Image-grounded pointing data
☆ ☆ ☆ ☆ ☆ ☆ ☆
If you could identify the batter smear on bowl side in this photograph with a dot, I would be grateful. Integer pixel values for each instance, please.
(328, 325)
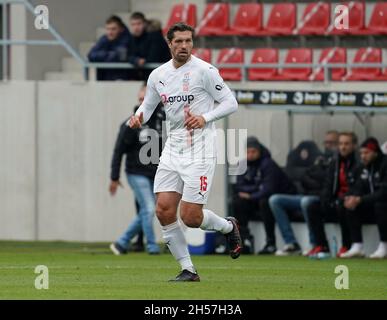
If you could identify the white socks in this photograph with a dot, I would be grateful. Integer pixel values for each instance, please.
(174, 237)
(177, 244)
(357, 246)
(381, 251)
(211, 221)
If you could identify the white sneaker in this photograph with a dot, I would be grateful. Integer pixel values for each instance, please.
(380, 253)
(354, 252)
(288, 250)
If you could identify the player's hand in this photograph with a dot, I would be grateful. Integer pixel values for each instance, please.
(351, 202)
(136, 121)
(244, 195)
(114, 186)
(194, 122)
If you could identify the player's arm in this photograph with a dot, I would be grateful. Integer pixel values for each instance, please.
(215, 86)
(148, 106)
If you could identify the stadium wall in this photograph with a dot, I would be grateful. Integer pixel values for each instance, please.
(73, 19)
(56, 142)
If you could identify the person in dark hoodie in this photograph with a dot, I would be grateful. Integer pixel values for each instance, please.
(262, 179)
(283, 205)
(112, 47)
(367, 200)
(339, 178)
(140, 175)
(145, 47)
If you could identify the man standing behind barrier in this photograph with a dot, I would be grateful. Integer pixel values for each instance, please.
(140, 177)
(112, 48)
(340, 177)
(368, 199)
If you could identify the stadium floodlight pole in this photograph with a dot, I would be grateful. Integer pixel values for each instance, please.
(4, 8)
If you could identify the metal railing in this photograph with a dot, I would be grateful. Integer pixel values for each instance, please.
(86, 65)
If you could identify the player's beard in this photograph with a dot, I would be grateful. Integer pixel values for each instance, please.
(182, 59)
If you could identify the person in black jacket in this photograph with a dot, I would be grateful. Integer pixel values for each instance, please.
(145, 47)
(283, 205)
(367, 200)
(112, 47)
(339, 178)
(142, 148)
(262, 179)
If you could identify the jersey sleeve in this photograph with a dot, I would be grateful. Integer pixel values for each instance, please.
(151, 100)
(214, 84)
(220, 92)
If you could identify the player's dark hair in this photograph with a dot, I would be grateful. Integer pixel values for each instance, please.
(115, 19)
(137, 16)
(180, 26)
(350, 134)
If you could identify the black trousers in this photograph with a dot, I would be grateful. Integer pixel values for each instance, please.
(368, 214)
(140, 235)
(317, 215)
(247, 210)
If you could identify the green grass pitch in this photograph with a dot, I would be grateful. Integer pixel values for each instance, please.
(90, 271)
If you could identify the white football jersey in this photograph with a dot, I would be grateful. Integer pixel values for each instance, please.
(192, 87)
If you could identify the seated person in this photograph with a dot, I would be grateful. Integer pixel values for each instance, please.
(282, 205)
(262, 179)
(112, 47)
(339, 178)
(367, 200)
(147, 45)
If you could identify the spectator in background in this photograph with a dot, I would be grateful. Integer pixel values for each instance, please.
(262, 179)
(112, 47)
(282, 205)
(384, 148)
(368, 199)
(140, 177)
(145, 47)
(340, 177)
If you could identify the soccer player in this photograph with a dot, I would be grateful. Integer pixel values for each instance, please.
(188, 87)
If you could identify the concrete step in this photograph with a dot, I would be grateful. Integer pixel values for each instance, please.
(70, 64)
(64, 76)
(85, 47)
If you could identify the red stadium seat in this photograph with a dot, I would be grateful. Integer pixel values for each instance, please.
(231, 55)
(356, 18)
(204, 54)
(263, 56)
(378, 21)
(282, 19)
(182, 13)
(248, 20)
(315, 19)
(299, 55)
(365, 55)
(215, 20)
(331, 55)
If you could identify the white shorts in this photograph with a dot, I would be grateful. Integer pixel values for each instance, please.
(192, 178)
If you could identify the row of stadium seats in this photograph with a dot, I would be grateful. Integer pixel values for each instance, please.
(248, 21)
(297, 55)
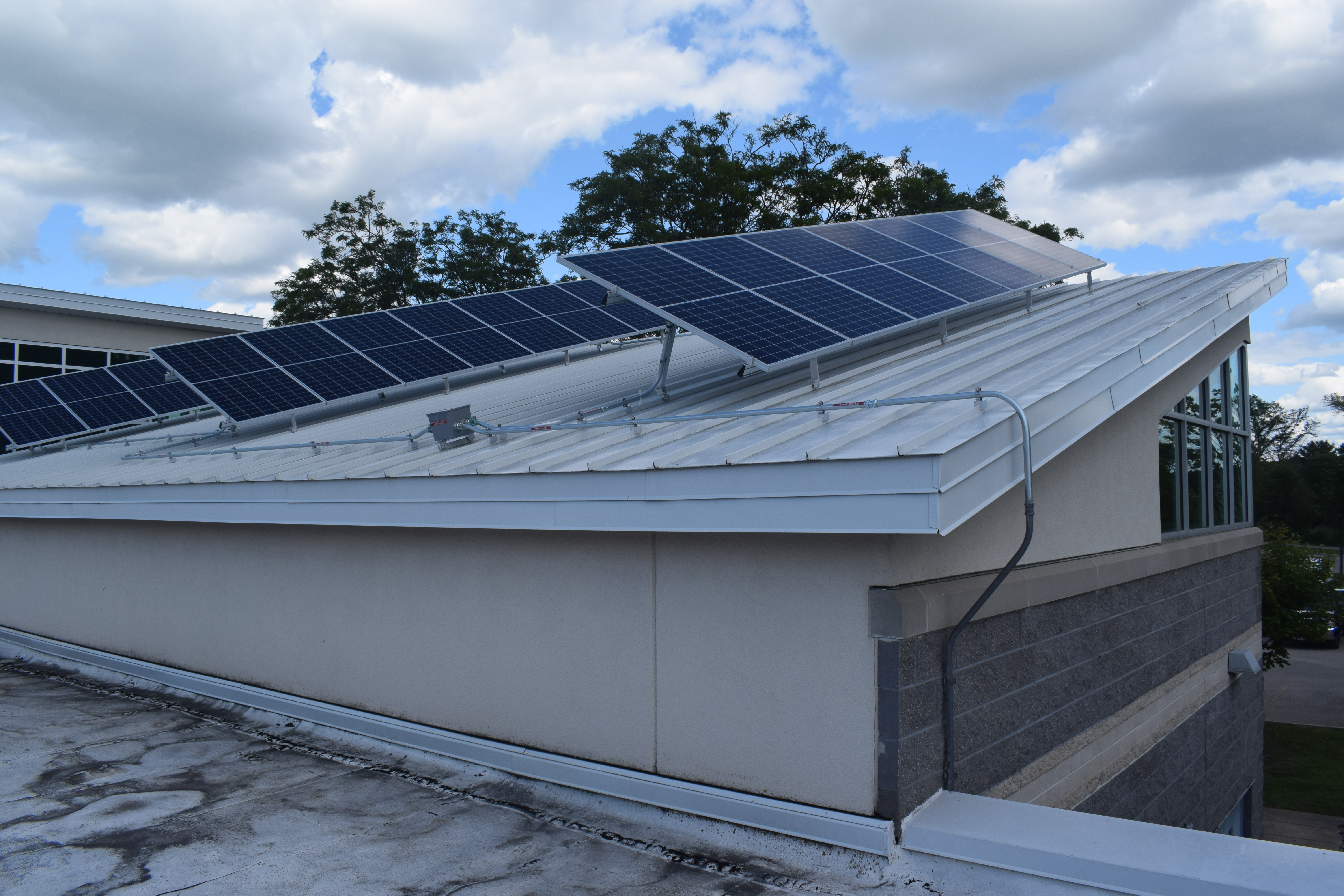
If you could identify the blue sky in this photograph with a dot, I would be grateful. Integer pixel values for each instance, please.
(144, 156)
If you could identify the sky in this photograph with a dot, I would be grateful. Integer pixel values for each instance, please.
(174, 152)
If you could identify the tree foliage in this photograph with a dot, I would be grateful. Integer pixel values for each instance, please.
(1279, 432)
(1298, 593)
(369, 261)
(708, 179)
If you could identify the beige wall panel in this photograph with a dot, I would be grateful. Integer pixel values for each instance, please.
(767, 670)
(528, 637)
(95, 332)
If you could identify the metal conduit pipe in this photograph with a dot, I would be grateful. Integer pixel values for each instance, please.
(317, 447)
(948, 679)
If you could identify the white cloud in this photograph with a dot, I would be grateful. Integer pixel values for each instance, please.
(186, 132)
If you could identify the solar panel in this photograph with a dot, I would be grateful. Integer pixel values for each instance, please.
(833, 306)
(146, 379)
(71, 405)
(865, 280)
(30, 413)
(99, 400)
(767, 331)
(898, 291)
(740, 261)
(866, 242)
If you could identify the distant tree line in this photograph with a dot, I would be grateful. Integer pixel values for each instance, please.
(1299, 493)
(694, 179)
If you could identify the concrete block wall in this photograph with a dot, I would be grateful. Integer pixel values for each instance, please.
(1030, 680)
(1198, 773)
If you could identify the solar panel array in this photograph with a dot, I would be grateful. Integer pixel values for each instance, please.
(783, 296)
(287, 369)
(57, 408)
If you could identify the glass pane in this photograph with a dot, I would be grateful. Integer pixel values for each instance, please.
(1238, 479)
(1169, 476)
(1195, 477)
(1218, 475)
(28, 373)
(1216, 396)
(122, 358)
(1234, 370)
(84, 358)
(1193, 405)
(40, 354)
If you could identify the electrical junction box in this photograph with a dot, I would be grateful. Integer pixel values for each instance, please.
(443, 426)
(1243, 661)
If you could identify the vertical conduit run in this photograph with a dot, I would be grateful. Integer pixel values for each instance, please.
(950, 715)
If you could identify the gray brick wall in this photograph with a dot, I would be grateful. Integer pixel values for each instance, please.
(1030, 680)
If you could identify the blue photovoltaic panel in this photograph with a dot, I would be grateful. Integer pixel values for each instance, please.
(549, 300)
(901, 292)
(372, 331)
(763, 330)
(436, 319)
(495, 308)
(640, 319)
(342, 377)
(40, 425)
(833, 306)
(482, 347)
(541, 335)
(950, 279)
(99, 400)
(1027, 260)
(1049, 248)
(898, 271)
(252, 396)
(147, 381)
(419, 361)
(589, 291)
(595, 324)
(913, 234)
(958, 230)
(991, 268)
(212, 359)
(808, 250)
(739, 261)
(29, 413)
(866, 241)
(296, 343)
(655, 276)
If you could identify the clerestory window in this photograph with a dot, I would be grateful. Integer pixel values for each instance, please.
(1204, 454)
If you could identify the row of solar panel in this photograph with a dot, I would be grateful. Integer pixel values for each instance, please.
(68, 405)
(776, 296)
(286, 369)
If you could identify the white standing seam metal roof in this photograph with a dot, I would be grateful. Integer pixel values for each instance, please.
(1076, 359)
(124, 310)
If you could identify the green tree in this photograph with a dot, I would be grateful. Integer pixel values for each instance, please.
(1298, 588)
(1279, 432)
(370, 261)
(478, 253)
(706, 179)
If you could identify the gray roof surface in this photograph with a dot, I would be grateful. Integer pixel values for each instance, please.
(1076, 359)
(124, 310)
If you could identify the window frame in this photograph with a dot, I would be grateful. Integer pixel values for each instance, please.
☆ ☆ ☆ ☆ ☆ ☆ ☆
Task prompt:
Nothing but the exact text of the records should appear in your answer, with no pictures. Please write it out.

Output below:
If you could identify the batter smear on bowl side in this photograph with a dot, I would be grateful. Integer pixel values for each instance, please.
(328, 325)
If you could identify the white socks in this photograph with a dot, I would be grateful. Integer pixel values for each instance, please.
(174, 237)
(177, 244)
(357, 246)
(381, 251)
(211, 221)
If you could identify the white sneaker in this photograph with a dot, I would be grateful. Integer pixel values for each instance, please.
(380, 253)
(354, 252)
(288, 250)
If you could identify the player's hand in this photograph with a dot, I would be grateful. Integer pixel values for each instance, please.
(351, 202)
(136, 121)
(244, 195)
(114, 186)
(194, 122)
If you could identify the player's arm in this photograph with a dot, I would be grateful. Integer pixel values for each instance, please.
(215, 86)
(148, 106)
If you could identify the stadium wall in this photograph with a dot, I would be grateful. Integer pixel values for each instance, please.
(73, 19)
(56, 142)
If you could identify the person in dark hoodie in this photograph with a dot, I would be grateful. Integer pixel values for each instance, please.
(262, 179)
(283, 205)
(112, 47)
(367, 200)
(339, 178)
(140, 175)
(145, 47)
If you could identify the man standing behind barrier in this photograph with a dot, I would be grateful. Integer pixel values for each instance, please.
(140, 177)
(112, 48)
(340, 177)
(368, 199)
If you could identify the stadium floodlight pole in this photograph with a dot, I would be grateful. Integer pixel values for each instance, please.
(4, 8)
If you could identify the metal railing in this photograph with a dot, I would be grateful. Integer pixel values for each instance, please.
(86, 65)
If you could identify the player's beard in this photograph with a dot, I would be grateful. Integer pixel values for each instance, please.
(182, 59)
If you could identify the person in black jacket in this photograph with a dot, I would be grateful. Integer pixel values for each instance, please.
(145, 47)
(283, 205)
(367, 200)
(112, 47)
(339, 178)
(142, 148)
(262, 179)
If you could identify the jersey sleeve in this photograph with a dot, I would be grateful. Integer pixel values for each instance, please.
(151, 100)
(214, 84)
(220, 92)
If you could identify the player's dark hair in this photograph with a dot, I would be grateful. Integer pixel values for each instance, please.
(115, 19)
(137, 16)
(180, 26)
(350, 134)
If you could identify the black trousers in this photograph with a dot, I would be grateful. Integer pixel values for each instance, please.
(368, 214)
(140, 235)
(317, 215)
(247, 210)
If you could identify the green grass pitch in this photograph with a dot, I would be grateful. Integer pixel values for each instance, please.
(90, 271)
If you could identify the white football jersey in this photograph with a dot, I would be grateful. Integer pixel values for each instance, please.
(192, 87)
If you could identify the seated person in this photograph with a dot, I would be grateful. Integer pixel values for each instance, please.
(282, 205)
(262, 179)
(112, 47)
(339, 178)
(367, 200)
(147, 45)
If you could identify the spectator in background in this photograph with a dot, I would be grateful. Integer pixel values for each instance, please.
(262, 179)
(112, 47)
(282, 205)
(384, 148)
(368, 199)
(140, 177)
(145, 47)
(340, 177)
If you could identify the soccer player in this photograph with a dot, I would be grateful. Integer pixel values for each instance, please.
(188, 87)
If you could identify the concrete step in this photograph with a dot, I would be grateful. Integer pixel values for each instance, please.
(70, 64)
(64, 76)
(85, 47)
If you could identify the red stadium seat in this photograph with a dot, I would be grateful. Integer pixel values for each instance, please.
(231, 55)
(356, 18)
(204, 54)
(263, 56)
(378, 21)
(282, 19)
(182, 13)
(248, 20)
(315, 19)
(299, 55)
(365, 55)
(215, 20)
(331, 55)
If you could identify the white shorts in this photograph with a dot, I would be grateful. Integer pixel values for each instance, please.
(192, 178)
If you could identify the row of stadium seats in this photograph with a dot, I would be grateful. Integer pixel values for each instance, please.
(248, 21)
(297, 55)
If you could identify the blue sky in this photograph with a dot, I would be grateful. Integer pixel values for each instance, please.
(144, 156)
If you could identify the sky in this photograph with a dot, I would be grateful. Integer pixel values for each instance, please.
(174, 152)
If you could identify the tree foliage in this photograph with a dot, I would be grateful. Integer pixel values for each instance, please.
(1279, 432)
(1298, 593)
(369, 261)
(708, 179)
If you could identify the beige wall panel in this photograph with a dot, I would be grateful. Integer pixel values for each instance, please.
(767, 670)
(528, 637)
(95, 332)
If you could identify the metal conduit pipe in this photograph with a dot, I would be grateful. Integer pixel values for each instance, please.
(317, 447)
(948, 679)
If you could identify the white cloud in this photograph with a dot, I would be grateful. Integer pixel values for each instance, please.
(186, 132)
If you could identify the solar panel in this photograph with a dot, I would be grateful. Integer pixel values for each instance, please.
(833, 306)
(146, 379)
(71, 405)
(865, 280)
(30, 413)
(99, 400)
(767, 331)
(898, 291)
(740, 261)
(866, 242)
If you could identify the distant tree line in this photograph with a dot, I would be grateful. Integer pixel values for each instance, please.
(1299, 493)
(694, 179)
If you could identify the concrete block wall in this photograph with a dot, I would be grateful. Integer pixel values for each instance, please.
(1030, 680)
(1198, 773)
If you could identify the solar panel array in this photograph with a dot, I would be grateful. Integer pixel values for each instance, please.
(783, 296)
(287, 369)
(57, 408)
If you could identify the glass pane in this photograph with a dot, I would be grateful. Integer pixel values for each instance, please.
(1238, 479)
(1169, 476)
(1195, 477)
(1218, 475)
(28, 373)
(1216, 396)
(122, 358)
(1234, 370)
(84, 358)
(1193, 405)
(40, 354)
If you could identify the electrical junction box in this photograph with a dot, I would be grateful. Integer pixel values for each instance, please.
(443, 426)
(1243, 661)
If you could identify the vertical conduit run in this photograph with a dot, I would be grateful. Integer pixel values for each instance, please.
(950, 715)
If you could identify the gray brick wall in this photograph with a dot, I would be grateful. Integer pixel values for each instance, please.
(1030, 680)
If you could identify the blue photovoltaic panel in this photograph with a dot, I would be grateful. Integer pixel values for each instance, please.
(549, 300)
(901, 292)
(372, 331)
(763, 330)
(436, 319)
(495, 308)
(640, 319)
(342, 377)
(40, 425)
(833, 306)
(482, 347)
(541, 335)
(950, 279)
(99, 400)
(1027, 260)
(1049, 248)
(898, 271)
(252, 396)
(147, 381)
(419, 361)
(589, 291)
(595, 324)
(913, 234)
(958, 230)
(991, 268)
(212, 359)
(808, 250)
(739, 261)
(29, 413)
(866, 241)
(296, 343)
(655, 276)
If you could identify the clerestory window in this photograph with a dot, I would be grateful. Integer pixel values for each instance, please.
(1204, 454)
If you could identify the row of solar panel in this photograph with a dot, I would be grateful. Integer pixel values for each instance, please.
(68, 405)
(776, 296)
(286, 369)
If you could identify the white standing seam metal roof in this photograph with a dot, I would be grateful. Integer pixel values for each instance, please.
(1076, 359)
(124, 310)
If you could identify the green tree in this photograph with a dot, I would be grateful. Integer pixel values for each instance, please.
(1298, 588)
(1279, 432)
(370, 261)
(478, 253)
(706, 179)
If you could identify the gray roof surface in this photograph with a dot, I would be grateful. Integer pixel values for each instance, please.
(1076, 359)
(124, 310)
If you could identify the window frame in this photograph with a dot, I would be grateful. Integer pixel values for each instance, please.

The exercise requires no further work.